- 练习要求 -
(A) 根据所给文本,回答下列问题:
(i) 第一段查询用哪个条件筛选出现次数大于1的分组?
(ii) 使用ROW_NUMBER()函数的查询按哪两列划分分区?
(iii) 使用解析函数的查询从哪个表读取数据?
(B) 请照原样抄录所给文本中的一段,从“ROW_NUMBER()将N”开始,一直抄到“FROM users)”为止。

要返回每个重复行的整个行,请使用公共表表达式(CTE)将上述查询的结果与NewTable表连接:

WITH cte AS (
    SELECT
        name, 
        email, 
        COUNT(*) occurrences
    FROM NewTable
    GROUP BY 
        name, 
        email
    HAVING COUNT(*) > 1
)
SELECT 
    t1.Id,
    t1.name, 
    t1.email
FROM  NewTable t1
    INNER JOIN cte ON 
        cte.name = t1.name AND 
        cte.email = t1.email
ORDER BY 
    t1.name, 
    t1.email;

3.使用ROW_NUMBER()函数

WITH cte AS (
    SELECT 
        name, 
        email, 
        ROW_NUMBER() OVER (
            PARTITION BY name,email
            ORDER BY name,email) rownum
    FROM 
        NewTable t1
) 
SELECT 
  * 
FROM 
    cte 
WHERE 
    rownum > 1;

工作原理:

ROW_NUMBER()将NewTable表的行按名称和电子邮件列中的值分配到分区中。重复的行在名称和电子邮件列中具有重复的值,但行号不同外部查询删除每个组中的第一行。

好吧,现在我相信,你可以有正确的想法,如何找到重复,并应用逻辑在所有可能的场景中找到重复。谢谢

另一种简单的方法是使用解析函数:

SELECT * from 

(SELECT name, email,

COUNT(name) OVER (PARTITION BY name, email) cnt 

FROM users)

WHERE cnt >1;

- 条目 -
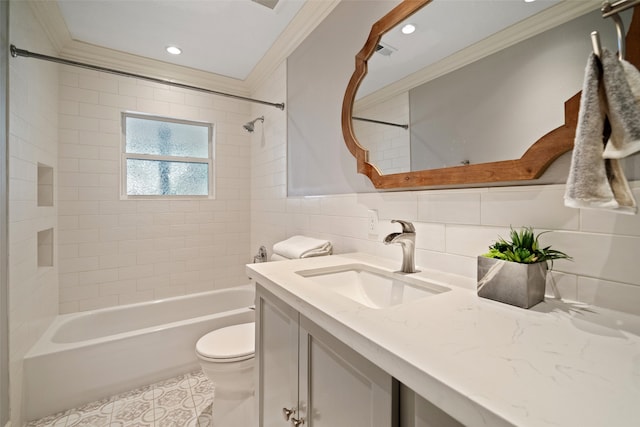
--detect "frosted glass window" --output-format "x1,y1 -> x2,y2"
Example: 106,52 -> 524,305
127,159 -> 209,196
122,113 -> 213,198
125,117 -> 209,159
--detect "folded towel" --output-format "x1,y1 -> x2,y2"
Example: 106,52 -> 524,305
601,49 -> 640,159
564,53 -> 636,213
273,236 -> 333,259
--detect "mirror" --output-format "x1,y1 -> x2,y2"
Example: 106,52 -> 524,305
342,0 -> 638,189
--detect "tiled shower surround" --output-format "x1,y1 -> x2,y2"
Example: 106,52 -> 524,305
27,371 -> 214,427
58,66 -> 250,313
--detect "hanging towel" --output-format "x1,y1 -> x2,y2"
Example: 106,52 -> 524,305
601,49 -> 640,159
273,236 -> 333,259
564,53 -> 636,214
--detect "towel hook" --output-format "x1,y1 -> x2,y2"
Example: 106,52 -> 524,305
604,2 -> 627,60
591,31 -> 602,58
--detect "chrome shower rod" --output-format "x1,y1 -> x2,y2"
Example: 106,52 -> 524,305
351,116 -> 409,129
11,45 -> 284,110
601,0 -> 640,18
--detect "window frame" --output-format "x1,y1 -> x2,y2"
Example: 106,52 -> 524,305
120,111 -> 215,200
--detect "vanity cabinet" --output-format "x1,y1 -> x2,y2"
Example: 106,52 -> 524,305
256,284 -> 398,427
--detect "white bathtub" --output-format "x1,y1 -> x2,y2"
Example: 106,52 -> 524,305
24,285 -> 255,420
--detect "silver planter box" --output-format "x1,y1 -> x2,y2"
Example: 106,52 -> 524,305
478,256 -> 547,308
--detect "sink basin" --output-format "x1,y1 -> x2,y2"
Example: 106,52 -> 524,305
296,264 -> 449,308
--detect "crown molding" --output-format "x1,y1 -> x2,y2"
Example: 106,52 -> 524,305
354,0 -> 602,109
60,40 -> 249,96
245,0 -> 342,91
26,0 -> 71,52
27,0 -> 341,96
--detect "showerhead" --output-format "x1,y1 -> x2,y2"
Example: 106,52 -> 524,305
242,116 -> 264,133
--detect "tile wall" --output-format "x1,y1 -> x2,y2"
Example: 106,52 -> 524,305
251,60 -> 640,314
58,66 -> 250,313
8,1 -> 58,426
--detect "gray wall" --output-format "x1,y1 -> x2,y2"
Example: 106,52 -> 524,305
409,11 -> 631,170
287,0 -> 640,196
287,1 -> 397,196
0,1 -> 9,426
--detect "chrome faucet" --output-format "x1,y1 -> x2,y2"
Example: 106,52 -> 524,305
383,219 -> 418,273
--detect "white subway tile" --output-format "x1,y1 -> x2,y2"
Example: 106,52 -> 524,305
60,285 -> 99,302
580,187 -> 640,236
60,86 -> 100,104
413,222 -> 446,252
95,92 -> 137,110
541,231 -> 640,285
545,270 -> 578,301
58,257 -> 100,273
578,276 -> 640,316
416,249 -> 478,289
446,225 -> 509,257
118,264 -> 153,280
78,75 -> 118,93
99,280 -> 136,296
78,295 -> 118,311
118,81 -> 153,99
481,186 -> 579,230
78,268 -> 118,286
118,290 -> 154,304
418,192 -> 480,225
58,114 -> 100,131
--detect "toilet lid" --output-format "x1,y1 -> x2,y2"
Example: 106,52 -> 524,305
196,322 -> 256,362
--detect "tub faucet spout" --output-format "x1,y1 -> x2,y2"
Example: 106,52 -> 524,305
384,219 -> 418,273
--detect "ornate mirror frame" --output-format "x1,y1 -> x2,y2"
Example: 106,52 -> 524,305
342,0 -> 640,189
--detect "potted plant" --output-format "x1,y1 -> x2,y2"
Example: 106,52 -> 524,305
478,227 -> 571,308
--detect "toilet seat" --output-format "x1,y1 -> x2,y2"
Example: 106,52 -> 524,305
196,322 -> 255,363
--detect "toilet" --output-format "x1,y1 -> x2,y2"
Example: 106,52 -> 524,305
196,322 -> 255,427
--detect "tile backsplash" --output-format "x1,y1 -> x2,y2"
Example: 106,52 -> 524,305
251,62 -> 640,314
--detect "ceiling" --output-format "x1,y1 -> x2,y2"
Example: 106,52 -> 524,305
57,0 -> 306,80
57,0 -> 595,88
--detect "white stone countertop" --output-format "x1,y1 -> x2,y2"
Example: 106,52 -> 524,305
247,253 -> 640,427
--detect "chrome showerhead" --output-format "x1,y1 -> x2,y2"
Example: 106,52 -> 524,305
242,116 -> 264,133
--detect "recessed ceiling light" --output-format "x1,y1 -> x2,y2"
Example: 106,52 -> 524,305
402,24 -> 416,34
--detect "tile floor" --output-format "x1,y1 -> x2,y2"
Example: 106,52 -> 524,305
27,371 -> 213,427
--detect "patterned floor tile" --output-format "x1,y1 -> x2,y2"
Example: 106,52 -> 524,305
27,371 -> 220,427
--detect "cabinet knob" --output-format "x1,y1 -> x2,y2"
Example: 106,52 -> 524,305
282,408 -> 296,421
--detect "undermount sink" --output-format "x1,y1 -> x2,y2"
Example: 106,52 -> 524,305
296,264 -> 449,308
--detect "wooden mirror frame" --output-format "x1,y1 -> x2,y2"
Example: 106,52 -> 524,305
342,0 -> 640,189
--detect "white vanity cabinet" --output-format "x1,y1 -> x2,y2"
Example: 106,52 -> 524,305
256,285 -> 398,427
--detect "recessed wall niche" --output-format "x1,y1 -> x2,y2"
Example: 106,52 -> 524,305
38,163 -> 53,206
38,228 -> 53,267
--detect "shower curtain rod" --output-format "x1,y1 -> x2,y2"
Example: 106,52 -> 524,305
351,116 -> 409,129
11,45 -> 284,110
601,0 -> 640,18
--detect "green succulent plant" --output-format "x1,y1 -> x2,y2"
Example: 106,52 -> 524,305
482,227 -> 572,264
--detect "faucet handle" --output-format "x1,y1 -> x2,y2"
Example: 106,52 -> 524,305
391,219 -> 416,233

- 依序答案 -
(A)
(i) HAVING COUNT(*) > 1
(ii) name 和 email
(iii) users

(B)
ROW_NUMBER()将NewTable表的行按名称和电子邮件列中的值分配到分区中。重复的行在名称和电子邮件列中具有重复的值,但行号不同外部查询删除每个组中的第一行。

好吧,现在我相信,你可以有正确的想法,如何找到重复,并应用逻辑在所有可能的场景中找到重复。谢谢

另一种简单的方法是使用解析函数:

SELECT * from 

(SELECT name, email,

COUNT(name) OVER (PARTITION BY name, email) cnt 

FROM users)